◆ **ENTRIES PROVIDED**
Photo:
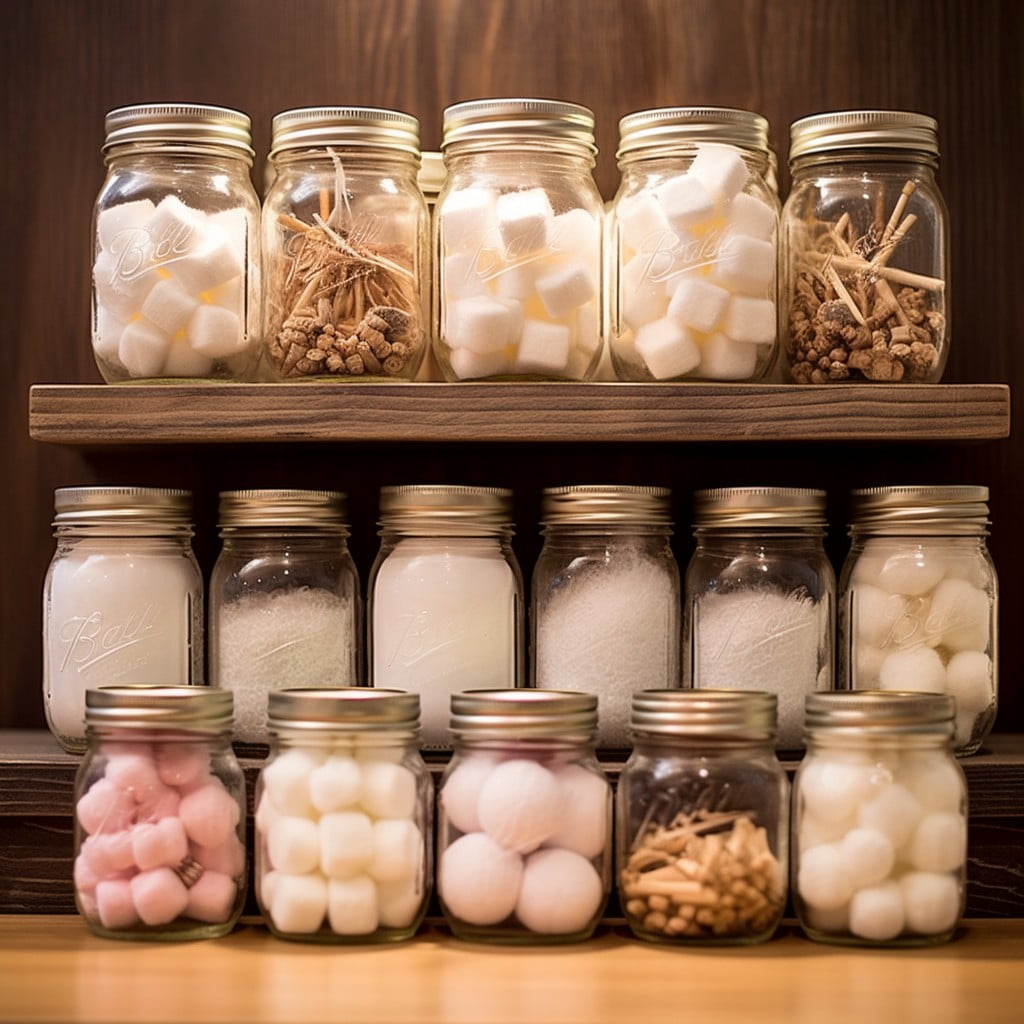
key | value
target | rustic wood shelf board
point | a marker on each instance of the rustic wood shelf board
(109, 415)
* * *
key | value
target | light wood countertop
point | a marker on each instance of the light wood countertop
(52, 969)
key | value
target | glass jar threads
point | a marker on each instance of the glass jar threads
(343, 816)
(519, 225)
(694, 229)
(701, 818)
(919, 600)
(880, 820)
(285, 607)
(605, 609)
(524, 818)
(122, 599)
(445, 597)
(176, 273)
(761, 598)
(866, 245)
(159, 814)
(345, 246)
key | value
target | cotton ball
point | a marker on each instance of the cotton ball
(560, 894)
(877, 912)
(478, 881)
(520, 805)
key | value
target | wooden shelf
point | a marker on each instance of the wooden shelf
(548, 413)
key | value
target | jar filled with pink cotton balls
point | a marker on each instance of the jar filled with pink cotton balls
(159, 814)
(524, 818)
--
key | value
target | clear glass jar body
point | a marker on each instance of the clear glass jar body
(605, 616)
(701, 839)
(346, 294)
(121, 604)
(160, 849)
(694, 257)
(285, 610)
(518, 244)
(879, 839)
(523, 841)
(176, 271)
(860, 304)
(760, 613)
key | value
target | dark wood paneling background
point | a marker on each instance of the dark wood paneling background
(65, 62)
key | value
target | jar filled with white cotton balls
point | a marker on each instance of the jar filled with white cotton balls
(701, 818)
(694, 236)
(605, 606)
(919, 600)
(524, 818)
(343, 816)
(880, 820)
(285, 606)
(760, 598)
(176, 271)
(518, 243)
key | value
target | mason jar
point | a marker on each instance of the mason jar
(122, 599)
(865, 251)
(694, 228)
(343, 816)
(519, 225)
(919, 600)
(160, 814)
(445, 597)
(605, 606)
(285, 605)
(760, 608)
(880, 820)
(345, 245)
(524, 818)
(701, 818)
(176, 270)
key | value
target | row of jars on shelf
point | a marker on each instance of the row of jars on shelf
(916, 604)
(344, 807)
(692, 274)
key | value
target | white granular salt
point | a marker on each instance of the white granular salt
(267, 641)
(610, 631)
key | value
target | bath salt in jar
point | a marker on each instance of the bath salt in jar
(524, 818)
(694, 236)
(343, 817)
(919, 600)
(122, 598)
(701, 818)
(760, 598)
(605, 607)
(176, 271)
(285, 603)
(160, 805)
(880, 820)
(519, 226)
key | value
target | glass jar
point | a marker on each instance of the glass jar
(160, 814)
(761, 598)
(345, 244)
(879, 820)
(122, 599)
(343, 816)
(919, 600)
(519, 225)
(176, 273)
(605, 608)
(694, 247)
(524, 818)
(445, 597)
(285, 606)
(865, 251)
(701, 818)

◆ **TASK TO COMPLETE**
Find each line above that contains the word "balls" and copy it out in full.

◆ **WRITTEN SOLUTION**
target | jar filled with pink cotton balls
point | a marker on each instance of the jar filled with pink cotton balls
target | jar filled with white cotton balls
point | a marker on each instance of the jar filled with white cotton balls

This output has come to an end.